Dataset content Start Marker

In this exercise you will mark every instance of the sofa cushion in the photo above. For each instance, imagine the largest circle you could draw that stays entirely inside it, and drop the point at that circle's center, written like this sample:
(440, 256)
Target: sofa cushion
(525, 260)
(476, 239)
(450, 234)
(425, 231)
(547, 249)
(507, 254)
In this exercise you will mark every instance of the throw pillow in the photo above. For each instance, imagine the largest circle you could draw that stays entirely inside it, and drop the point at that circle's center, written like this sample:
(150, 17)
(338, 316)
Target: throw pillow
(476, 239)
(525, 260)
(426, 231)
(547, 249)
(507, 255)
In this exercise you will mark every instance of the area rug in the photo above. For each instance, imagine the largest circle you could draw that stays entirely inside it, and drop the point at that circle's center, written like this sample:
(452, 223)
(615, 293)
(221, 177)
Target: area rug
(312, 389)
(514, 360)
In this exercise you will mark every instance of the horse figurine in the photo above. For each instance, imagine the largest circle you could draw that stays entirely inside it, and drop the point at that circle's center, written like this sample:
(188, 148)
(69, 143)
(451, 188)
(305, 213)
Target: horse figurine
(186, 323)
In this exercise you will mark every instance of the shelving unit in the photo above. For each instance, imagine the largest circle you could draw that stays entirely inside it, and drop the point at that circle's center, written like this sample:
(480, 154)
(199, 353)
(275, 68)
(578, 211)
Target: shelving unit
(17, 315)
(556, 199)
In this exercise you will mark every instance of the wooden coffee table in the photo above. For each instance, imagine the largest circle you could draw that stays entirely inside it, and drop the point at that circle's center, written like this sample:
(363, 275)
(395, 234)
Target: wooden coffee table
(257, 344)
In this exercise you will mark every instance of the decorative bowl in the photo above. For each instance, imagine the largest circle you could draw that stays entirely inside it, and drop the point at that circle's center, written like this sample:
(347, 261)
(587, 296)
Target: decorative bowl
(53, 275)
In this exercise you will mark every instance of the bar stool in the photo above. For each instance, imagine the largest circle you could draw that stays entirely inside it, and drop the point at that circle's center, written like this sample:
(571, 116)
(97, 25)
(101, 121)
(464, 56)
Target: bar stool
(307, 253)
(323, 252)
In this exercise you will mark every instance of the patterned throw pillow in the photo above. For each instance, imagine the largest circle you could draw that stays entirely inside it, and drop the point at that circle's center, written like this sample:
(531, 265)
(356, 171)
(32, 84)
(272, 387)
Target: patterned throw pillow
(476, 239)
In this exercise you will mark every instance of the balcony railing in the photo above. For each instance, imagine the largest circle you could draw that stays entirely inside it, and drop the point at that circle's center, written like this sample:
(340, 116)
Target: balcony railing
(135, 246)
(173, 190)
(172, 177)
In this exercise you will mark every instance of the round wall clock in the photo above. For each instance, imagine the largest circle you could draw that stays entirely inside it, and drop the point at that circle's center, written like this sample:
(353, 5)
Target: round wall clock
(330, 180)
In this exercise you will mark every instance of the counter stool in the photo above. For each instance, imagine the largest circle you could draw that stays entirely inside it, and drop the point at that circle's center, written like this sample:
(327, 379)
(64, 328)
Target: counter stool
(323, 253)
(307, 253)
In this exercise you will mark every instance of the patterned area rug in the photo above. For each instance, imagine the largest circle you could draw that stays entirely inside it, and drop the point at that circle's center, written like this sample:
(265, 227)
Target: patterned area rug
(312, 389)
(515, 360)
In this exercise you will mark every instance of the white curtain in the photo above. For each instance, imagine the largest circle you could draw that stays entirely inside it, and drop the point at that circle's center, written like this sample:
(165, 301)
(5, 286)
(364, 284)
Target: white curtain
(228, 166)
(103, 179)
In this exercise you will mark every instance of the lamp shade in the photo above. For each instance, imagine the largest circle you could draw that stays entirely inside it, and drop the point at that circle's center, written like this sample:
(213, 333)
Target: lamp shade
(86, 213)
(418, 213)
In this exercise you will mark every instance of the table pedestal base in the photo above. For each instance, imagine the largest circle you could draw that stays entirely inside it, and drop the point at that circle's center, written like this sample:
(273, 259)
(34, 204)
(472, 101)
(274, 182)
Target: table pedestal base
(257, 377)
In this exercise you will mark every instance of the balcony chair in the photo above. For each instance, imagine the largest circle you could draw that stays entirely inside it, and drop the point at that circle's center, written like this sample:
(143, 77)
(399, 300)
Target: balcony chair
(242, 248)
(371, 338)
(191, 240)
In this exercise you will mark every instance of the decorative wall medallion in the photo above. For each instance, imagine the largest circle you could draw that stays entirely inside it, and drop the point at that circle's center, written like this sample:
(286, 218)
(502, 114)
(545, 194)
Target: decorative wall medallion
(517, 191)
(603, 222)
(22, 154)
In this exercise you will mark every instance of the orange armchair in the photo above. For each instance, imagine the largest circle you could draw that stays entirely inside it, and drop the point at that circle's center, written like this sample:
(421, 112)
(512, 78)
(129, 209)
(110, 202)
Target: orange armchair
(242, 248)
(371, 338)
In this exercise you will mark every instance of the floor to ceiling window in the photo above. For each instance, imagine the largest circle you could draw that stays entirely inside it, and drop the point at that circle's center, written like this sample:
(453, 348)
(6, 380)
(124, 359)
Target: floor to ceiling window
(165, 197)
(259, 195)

Dataset content End Marker

[Description of the task] Print out all the entries above exactly.

[Reply to the exercise]
In this exercise you will mark every instance of the sofa cushion in the photo above. For each instance, imagine the largest circle you could draw that stays entirely inside it, and drop the point at that circle's center, written like this sample:
(440, 256)
Target: sofa cushion
(525, 260)
(476, 239)
(450, 234)
(425, 231)
(547, 249)
(507, 254)
In this exercise you will mark every instance of the throw pillow in the photo above. For each instance, imagine the largest circle you could draw that stays entirely inside it, and drop the point at that circle's center, written like this sample:
(150, 17)
(338, 316)
Target: throw pillow
(476, 239)
(525, 260)
(426, 231)
(547, 249)
(507, 255)
In this exercise you will mark every instance of the area rug in the photo above. For each instance, imagine the largest circle you could draw that stays entirely inside it, and drop the point at that circle's center, written like this sample:
(452, 223)
(615, 293)
(221, 177)
Target: area rug
(312, 389)
(514, 360)
In this exercise you will mark every instance of the horse figurine in the photo above. For each instance, imagine the largest circle you could draw that stays entirely inside it, and drop the point at that circle's center, written like this sample:
(188, 148)
(69, 143)
(451, 188)
(305, 213)
Target: horse figurine
(186, 323)
In this exercise you will mark every instance of the shelving unit in the photo above. For each instance, imagine the largest circle you could draw that stays entirely inside it, and drop the point at that circle's center, written like this sample:
(480, 154)
(199, 353)
(275, 68)
(578, 211)
Target: shelving unit
(17, 315)
(556, 199)
In this exercise you will mark every instance of the wooden coffee table in the photo above. For each instance, imagine the largest circle you could draw that stays entirely inside it, and drop the point at that circle's center, written like this sample:
(363, 275)
(395, 234)
Target: wooden coffee table
(257, 344)
In this exercise you will mark every instance of the decorative bowl in the photo above. For each instance, imagine the largest circle you could draw that stays entirely inside it, and drop the point at that circle's center, written like this sample:
(347, 261)
(587, 296)
Target: decorative bowl
(53, 275)
In this exercise you will mark every instance of the bar stool in the photo above. For each instance, imagine the largest circle you could draw that stays entirely inside it, and drop the point at that circle's center, written like this sample:
(571, 116)
(97, 25)
(101, 121)
(464, 56)
Target: bar stool
(307, 253)
(323, 252)
In this exercise you will mark every instance of the patterned throw pillow in the photo above. For each instance, imagine the largest circle you could draw that stays entirely inside it, and drop the point at that circle's center, written like this sample:
(531, 265)
(356, 171)
(32, 84)
(272, 387)
Target: patterned throw pillow
(476, 239)
In this exercise you will mark every instance of the balcony railing in the photo above. For each instance, imagine the largest circle you could draw that stays entirely inside it, and drop the point at that circle's center, written like this sample:
(340, 116)
Target: balcony railing
(135, 246)
(173, 190)
(172, 177)
In this exercise you will mark every instance of the round wall clock in the photo above. For each instance, imagine the largest circle you could draw that stays entirely inside it, and drop the point at that circle's center, written like this sample:
(353, 5)
Target: round wall clock
(330, 180)
In this exercise you will mark every instance of the counter stool in the photo above. For each instance, imagine the largest circle you could draw that stays entirely inside it, and drop the point at that circle's center, written like this sample:
(327, 379)
(64, 328)
Target: counter stool
(323, 253)
(307, 253)
In this exercise you will mark every instance of the patterned area rug in the photo above. For each instance, imagine the largest circle you could draw that stays entirely inside it, and drop the point at that circle's center, written like this sample:
(265, 227)
Target: patterned area rug
(312, 389)
(515, 360)
In this exercise you will mark every instance of the white curtain in the photo above. For each instance, imagine the largest circle you could draw that stays entirely inside it, and drop the point at that circle's center, written like this sample:
(165, 301)
(5, 286)
(364, 284)
Target: white curtain
(228, 166)
(103, 179)
In this exercise you will mark every instance of the lamp shade in the photo above. For each instance, imagine the largest circle you could draw that stays entirely inside it, and drop the point at that circle's center, written like this sample:
(213, 333)
Target: lamp shade
(86, 213)
(418, 213)
In this exercise you will mark every instance of the table pedestal base in the photo above. For each instance, imagine the largest circle you could draw that stays entirely inside it, and drop the point at that circle's center, written like this sample:
(273, 259)
(34, 204)
(472, 101)
(274, 182)
Target: table pedestal base
(257, 377)
In this exercise you will mark every instance of the balcony chair in the photo above. For each instance, imagine the largest circle you could draw that stays entirely inside it, and drop the point at that circle's center, written like this sample:
(143, 77)
(399, 300)
Target: balcony chair
(242, 248)
(371, 338)
(191, 240)
In this exercise you will mark every instance of the decorative wall medallion in the photo above. For each instance, imagine the largest circle you could draw that stays entirely inside it, and drop the point at that circle's center, written like this sample:
(286, 218)
(502, 114)
(545, 194)
Target: decorative wall medallion
(517, 191)
(603, 222)
(22, 154)
In this exercise you will mark every instance of the orange armchair in the photo above. For each instance, imagine the largest circle you could draw that stays entirely inside it, and drop the point at that circle's center, written like this sample:
(421, 112)
(512, 78)
(129, 209)
(110, 202)
Target: orange armchair
(242, 248)
(371, 338)
In this exercise you will mark every instance of the floor to ceiling window in the photo above. For each instance, imagine the largest circle you could draw that stays entirely inside it, and drop the point at that circle's center, written like this sample:
(453, 348)
(6, 380)
(124, 359)
Target: floor to ceiling window
(165, 197)
(259, 195)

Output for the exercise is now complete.